— Begin Given text —

Thanks. Tabercil 03:29, 29 December 2006 (UTC)

These are all interviews of her, some on personal websites. These are not independent sources and there is no fact-checking in them. There is no independent corroboration, for example, that she was born on a certain day in a certain place, went to a certain school, etc., all things which the subject of an article especially has incentive to state falsely. These sources are not sufficient to make an accurate encyclopedia article. See Wikipedia:Verifiability and Wikipedia:Reliable sources. —Centrxtalk • 04:57, 29 December 2006 (UTC)
But if you read WP:LIVING, it says "they may provide information through press releases, a personal website or blog, or an autobiography" and "(i)nformation supplied by the subject may be added to the article" (given that it passes some requirements). So in my perspective, an interview is fully equal to a press release, etc. Tabercil 05:13, 29 December 2006 (UTC)
WP:BLP is specifically about being concerned with potentially defamatory information, privacy, etc. The section there is in relation to that; it often happens that the subject of an article will try to edit the article about them to correct falsities or remove demeaning information, etc. or will attempt to have that done by contacting the Foundation. The issue for WP:BLP is what to do when the person's statements contradict some mediocre sources and whether it is allowable for the person to correct errors. This is still in the context of Wikipedia:Conflicts of interest and Wikipedia:Autobiography, however, and the article must still satisfy Wikipedia content policies. An article cannot consist entirely of information provided by the subject. —Centrxtalk • 05:39, 29 December 2006 (UTC)

userpage

let me tell u your userpage is really really boring. -- Walter Humala - Emperor of West Wikipediawanna Talk? 04:14, 29 December 2006 (UTC)

It is functional. The farcical pages section has some non-boring links though. —Centrxtalk • 04:59, 29 December 2006 (UTC)

7chan on deletion review

An editor has asked for a deletion review of 7chan. Since you closed the deletion discussion for (or speedy-deleted) this article, you might want to participate in the deletion review. 72.70.19.171 04:44, 29 December 2006 (UTC)

No I didn't. —Centrxtalk • 04:59, 29 December 2006 (UTC)

Request

Hey Centrx, would you mind protecting Chiţcani, Moldova and Media in Transnistria? Another edit war has broken out, but I'm too lazy to list them at WP:RPP. Thanks, Khoikhoi 05:51, 29 December 2006 (UTC)

Two things. Firstly, it is sad to see you have resorted to wikistalking me. I had assumed that once our dispute had been resolved you would be able to let it go, but unfortunately this is not the case, and you have developed an obsession with following me around.

— End Given text —
— Begin Data entries —

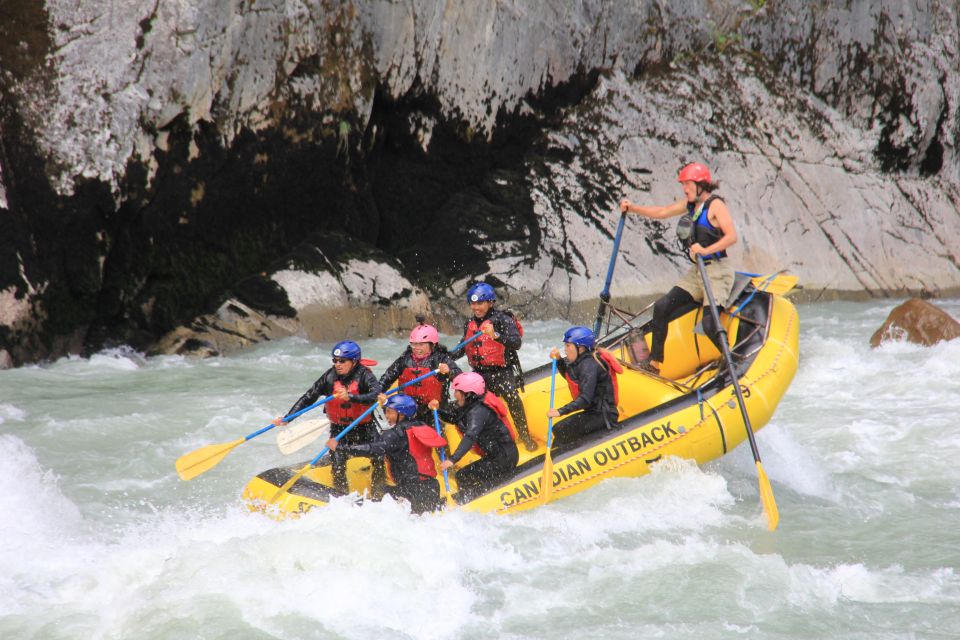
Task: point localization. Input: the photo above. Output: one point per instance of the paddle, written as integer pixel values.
(192, 464)
(766, 491)
(299, 474)
(605, 294)
(546, 482)
(443, 456)
(298, 436)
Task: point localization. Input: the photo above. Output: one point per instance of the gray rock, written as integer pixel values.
(833, 129)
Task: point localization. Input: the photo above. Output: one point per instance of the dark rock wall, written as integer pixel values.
(158, 160)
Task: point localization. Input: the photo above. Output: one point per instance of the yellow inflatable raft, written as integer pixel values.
(689, 412)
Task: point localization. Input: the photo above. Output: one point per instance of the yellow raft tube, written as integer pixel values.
(689, 412)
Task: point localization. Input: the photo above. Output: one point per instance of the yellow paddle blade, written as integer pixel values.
(192, 464)
(546, 482)
(766, 498)
(289, 483)
(300, 434)
(778, 285)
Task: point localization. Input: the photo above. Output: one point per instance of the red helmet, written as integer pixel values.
(470, 383)
(694, 172)
(424, 333)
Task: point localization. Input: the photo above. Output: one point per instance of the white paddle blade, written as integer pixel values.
(299, 434)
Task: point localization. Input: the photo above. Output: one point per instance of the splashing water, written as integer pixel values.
(99, 539)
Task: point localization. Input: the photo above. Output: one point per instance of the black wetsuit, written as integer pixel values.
(422, 491)
(501, 380)
(481, 426)
(438, 356)
(369, 388)
(595, 402)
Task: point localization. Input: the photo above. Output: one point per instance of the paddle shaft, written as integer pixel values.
(290, 417)
(365, 414)
(546, 481)
(443, 456)
(605, 294)
(728, 357)
(553, 389)
(347, 430)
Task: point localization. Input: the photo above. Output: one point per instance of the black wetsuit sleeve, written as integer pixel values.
(471, 426)
(509, 335)
(455, 370)
(369, 382)
(392, 373)
(321, 387)
(462, 351)
(587, 382)
(465, 445)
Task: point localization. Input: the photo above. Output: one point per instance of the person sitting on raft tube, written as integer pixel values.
(494, 356)
(485, 427)
(707, 230)
(408, 446)
(591, 376)
(425, 354)
(354, 388)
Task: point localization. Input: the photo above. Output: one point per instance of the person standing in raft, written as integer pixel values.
(424, 355)
(706, 229)
(494, 355)
(354, 388)
(483, 424)
(408, 447)
(592, 377)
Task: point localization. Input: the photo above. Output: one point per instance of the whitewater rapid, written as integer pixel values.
(100, 539)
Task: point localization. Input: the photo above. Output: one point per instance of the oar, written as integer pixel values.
(443, 456)
(300, 435)
(546, 482)
(299, 474)
(766, 491)
(192, 464)
(605, 294)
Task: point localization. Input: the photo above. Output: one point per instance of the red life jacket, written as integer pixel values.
(424, 391)
(498, 406)
(614, 369)
(421, 441)
(485, 351)
(345, 411)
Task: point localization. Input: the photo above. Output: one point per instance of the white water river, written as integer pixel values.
(100, 539)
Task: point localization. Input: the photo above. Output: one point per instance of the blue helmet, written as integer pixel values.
(580, 336)
(346, 349)
(481, 292)
(402, 404)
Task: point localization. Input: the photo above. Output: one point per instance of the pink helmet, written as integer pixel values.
(694, 172)
(470, 383)
(424, 333)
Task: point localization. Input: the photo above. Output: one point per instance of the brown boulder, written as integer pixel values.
(918, 321)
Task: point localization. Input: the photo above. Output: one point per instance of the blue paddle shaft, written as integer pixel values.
(345, 432)
(553, 388)
(289, 417)
(605, 294)
(436, 423)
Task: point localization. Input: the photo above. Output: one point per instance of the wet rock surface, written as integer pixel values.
(917, 321)
(162, 165)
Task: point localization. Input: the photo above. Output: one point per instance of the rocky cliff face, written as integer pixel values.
(170, 163)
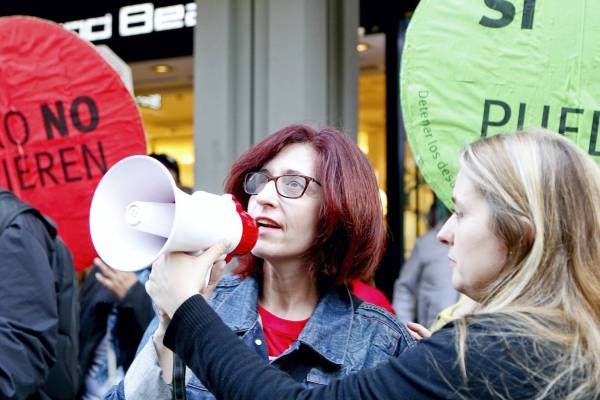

— End Data entries —

Required task 1 :: In the talk page above, rewrite the paragraph that begins "These are all interviews of her" as a short list that keeps its main facts.
Required task 2 :: On the talk page, which two articles does Khoikhoi ask Centrx to protect?

Solution 1 ::
- The sources are all interviews with her, some on personal websites.
- They are not independent, and none of them is fact-checked.
- Nothing independently confirms details like her birth date, birthplace or school. An article's subject has a special reason to state these falsely.
- These sources are not enough for an accurate encyclopedia article (see Wikipedia:Verifiability and Wikipedia:Reliable sources).

Solution 2 :: Chiţcani, Moldova and Media in Transnistria.